• _ページ_
▽
菊とヤクザ



🦊:  ルース・ベネディクトは、その研究を出版するに

あたって、本人の発案で、タイトルを「菊と刀」とした。

菊とは皇室、刀は(第二次世界大戦までの)日本人の

国民的特性として、武士を頂点とする「階級性」を

意味する。「国葬」直後の今、政治をめぐる環境を

言い表すなら、「菊とヤクザ」だろうか。

現に、元首相のお膝元山口県では、安倍家の跡目争い

が始まり、地元住民を抱き込んで・・・とか、

現在の首相についても、後継者として急遽御曹司を

首相秘書官に・・などと巷の噂になっている。

そしてその背後には「統一教会」がいて、票の

取りまとめを手伝っているらしい。階級性は撤廃されても、

その代わりに「ヤクザのシマ争い」が日本政治の特性に

なっている。

彼ら議員は議会で何をしておられるか?政治学者諸氏によれば、

一般に「議会は法律を作る場所」と思われているが、そうでは

なくて、それは「議論の場」である。提案された法の中身につき、

保守、革新の双方が議論を戦わせ、結果、成立か廃案かが決まる

ものだそうだ。
△
• _未加工の資料_
▽
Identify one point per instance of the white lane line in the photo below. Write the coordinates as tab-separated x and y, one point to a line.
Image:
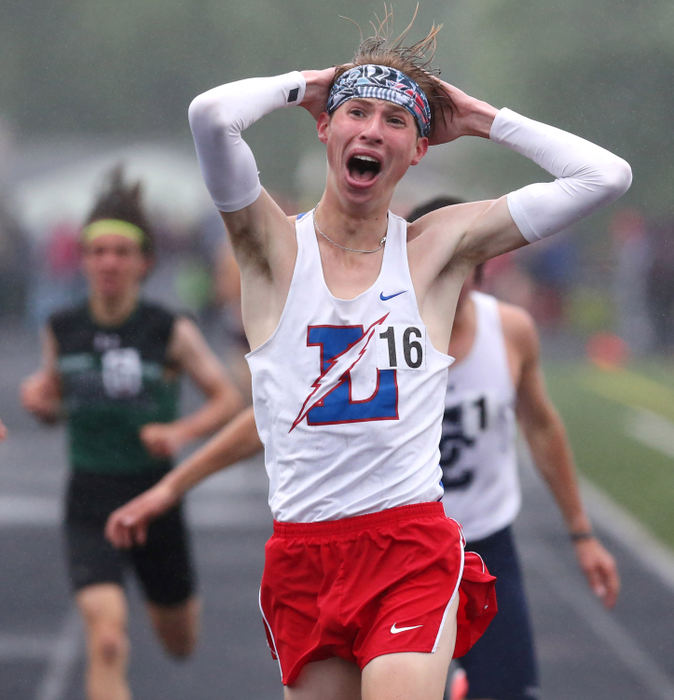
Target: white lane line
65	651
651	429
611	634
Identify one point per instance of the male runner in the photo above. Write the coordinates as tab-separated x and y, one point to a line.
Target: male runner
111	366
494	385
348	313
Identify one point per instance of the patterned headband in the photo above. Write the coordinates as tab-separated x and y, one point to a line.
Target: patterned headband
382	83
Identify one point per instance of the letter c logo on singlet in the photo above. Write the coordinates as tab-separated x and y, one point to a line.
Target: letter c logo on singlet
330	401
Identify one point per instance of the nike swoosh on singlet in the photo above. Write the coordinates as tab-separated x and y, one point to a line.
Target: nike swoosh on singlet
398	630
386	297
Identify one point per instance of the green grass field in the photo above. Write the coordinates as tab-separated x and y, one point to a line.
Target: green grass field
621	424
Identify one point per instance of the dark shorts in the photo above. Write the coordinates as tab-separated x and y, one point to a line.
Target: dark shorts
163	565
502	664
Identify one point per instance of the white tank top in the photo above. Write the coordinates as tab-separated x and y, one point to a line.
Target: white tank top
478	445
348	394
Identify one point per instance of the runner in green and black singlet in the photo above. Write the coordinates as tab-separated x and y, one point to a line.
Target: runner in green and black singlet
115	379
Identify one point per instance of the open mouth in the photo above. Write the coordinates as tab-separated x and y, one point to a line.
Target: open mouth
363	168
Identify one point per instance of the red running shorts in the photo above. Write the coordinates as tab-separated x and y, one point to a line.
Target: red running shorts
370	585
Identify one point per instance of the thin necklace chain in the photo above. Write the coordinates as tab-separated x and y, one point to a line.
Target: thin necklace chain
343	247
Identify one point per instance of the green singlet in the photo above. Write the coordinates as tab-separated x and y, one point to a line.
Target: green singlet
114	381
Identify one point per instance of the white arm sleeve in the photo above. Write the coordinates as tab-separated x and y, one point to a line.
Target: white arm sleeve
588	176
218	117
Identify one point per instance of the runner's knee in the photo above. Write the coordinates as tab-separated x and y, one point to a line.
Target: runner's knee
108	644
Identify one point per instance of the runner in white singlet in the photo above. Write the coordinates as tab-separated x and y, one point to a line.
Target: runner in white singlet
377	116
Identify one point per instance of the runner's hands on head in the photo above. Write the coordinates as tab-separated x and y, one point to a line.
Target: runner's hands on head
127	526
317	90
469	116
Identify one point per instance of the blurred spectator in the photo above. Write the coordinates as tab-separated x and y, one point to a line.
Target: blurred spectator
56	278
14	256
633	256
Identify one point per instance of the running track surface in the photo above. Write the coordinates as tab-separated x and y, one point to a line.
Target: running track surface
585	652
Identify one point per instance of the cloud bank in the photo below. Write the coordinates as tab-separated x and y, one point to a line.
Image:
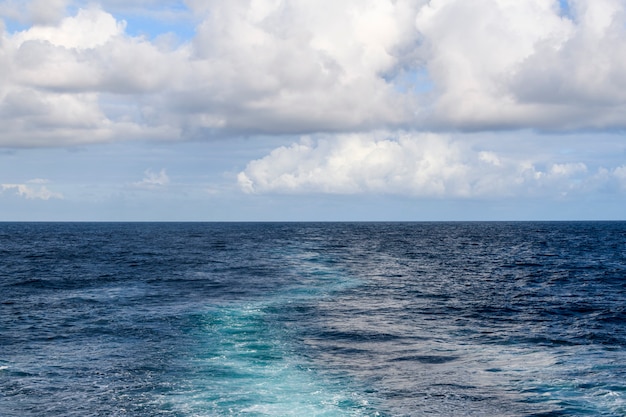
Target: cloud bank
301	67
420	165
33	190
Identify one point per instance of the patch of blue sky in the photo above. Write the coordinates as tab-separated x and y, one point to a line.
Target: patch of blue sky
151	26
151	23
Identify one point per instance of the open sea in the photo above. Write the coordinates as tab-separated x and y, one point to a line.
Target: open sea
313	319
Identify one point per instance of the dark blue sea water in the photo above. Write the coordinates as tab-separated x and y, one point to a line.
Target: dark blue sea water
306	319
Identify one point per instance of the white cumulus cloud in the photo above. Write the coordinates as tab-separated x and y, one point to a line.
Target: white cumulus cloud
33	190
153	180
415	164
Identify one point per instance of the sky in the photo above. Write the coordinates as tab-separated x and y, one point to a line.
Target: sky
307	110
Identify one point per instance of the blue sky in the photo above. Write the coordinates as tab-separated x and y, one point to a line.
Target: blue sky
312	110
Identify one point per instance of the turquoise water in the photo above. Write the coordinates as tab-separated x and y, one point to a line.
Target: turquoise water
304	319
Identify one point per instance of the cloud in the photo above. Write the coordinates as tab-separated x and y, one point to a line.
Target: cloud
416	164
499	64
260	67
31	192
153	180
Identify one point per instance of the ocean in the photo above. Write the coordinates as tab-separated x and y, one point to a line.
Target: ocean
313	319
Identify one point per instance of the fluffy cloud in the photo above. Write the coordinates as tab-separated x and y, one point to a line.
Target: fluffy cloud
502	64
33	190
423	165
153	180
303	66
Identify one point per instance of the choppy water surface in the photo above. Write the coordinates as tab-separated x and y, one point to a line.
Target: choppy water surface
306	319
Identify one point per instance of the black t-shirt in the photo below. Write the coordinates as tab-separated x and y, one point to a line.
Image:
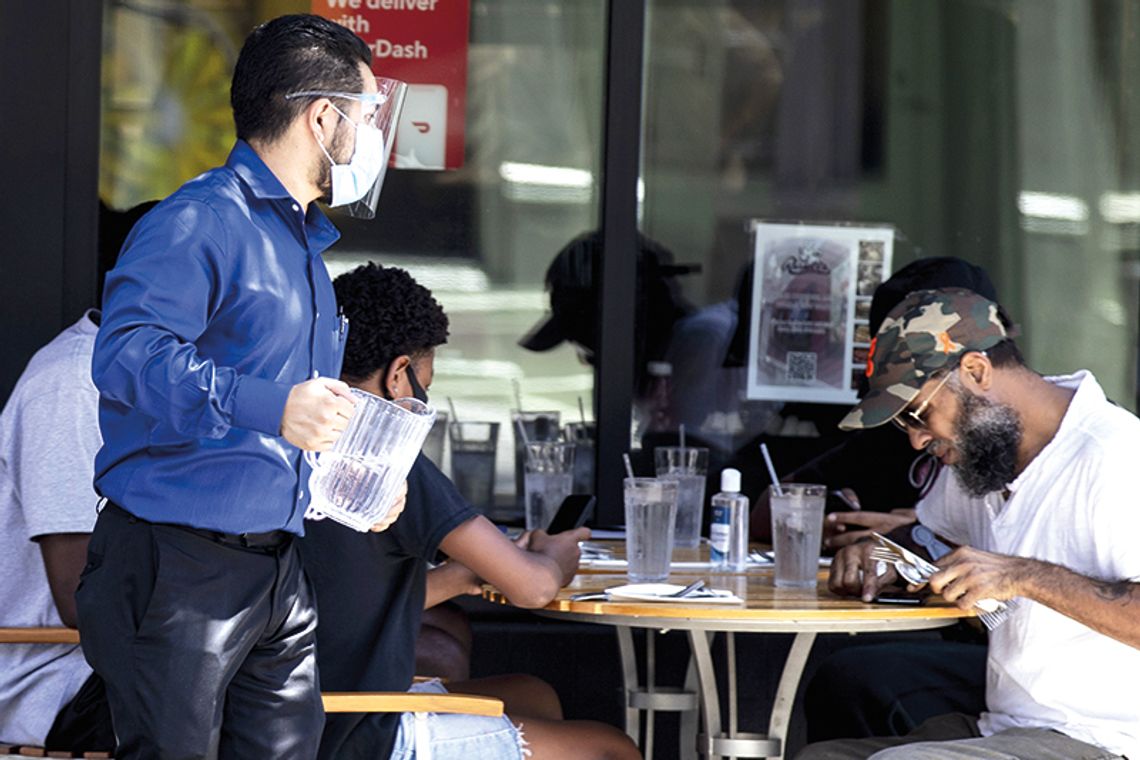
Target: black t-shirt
△
• _取り組む課題_
(1) 「菊とヤクザ」の文章では、「菊と刀」の「菊」は何を意味するとされていますか。
(2) 「菊とヤクザ」の文章から、「国民的特性として、武士を頂点とする「階級性」を」で始まり「首相秘書官に・・などと巷の噂になっている。」まで続く部分を、一字一句変えずに書き写して返してください。
答えるときは資料を使わず、「菊とヤクザ」の文章だけを手がかりにしてください。

• _演習の結果_
(1) 皇室です。

(2)
国民的特性として、武士を頂点とする「階級性」を

意味する。「国葬」直後の今、政治をめぐる環境を

言い表すなら、「菊とヤクザ」だろうか。

現に、元首相のお膝元山口県では、安倍家の跡目争い

が始まり、地元住民を抱き込んで・・・とか、

現在の首相についても、後継者として急遽御曹司を

首相秘書官に・・などと巷の噂になっている。